**Goal**. Starting at the line containing "Q: Where is a point on each instance of the person" and continuing to the last line, rewrite the lines with "red jacket" changed to "red coat" and nothing else altered.

(Stored entries)

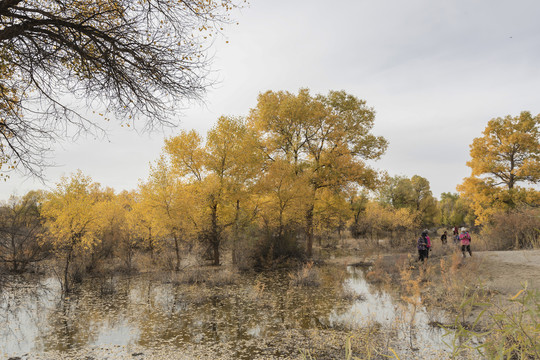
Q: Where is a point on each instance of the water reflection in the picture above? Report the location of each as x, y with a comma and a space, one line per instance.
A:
150, 313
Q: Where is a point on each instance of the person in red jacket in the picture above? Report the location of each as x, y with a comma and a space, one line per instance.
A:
465, 239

**Answer to the problem**.
Q: Where is a point on each instance of the person in red coat in the picture above? Report the location of each as x, y with a comma and a space, one line per instance.
A:
465, 239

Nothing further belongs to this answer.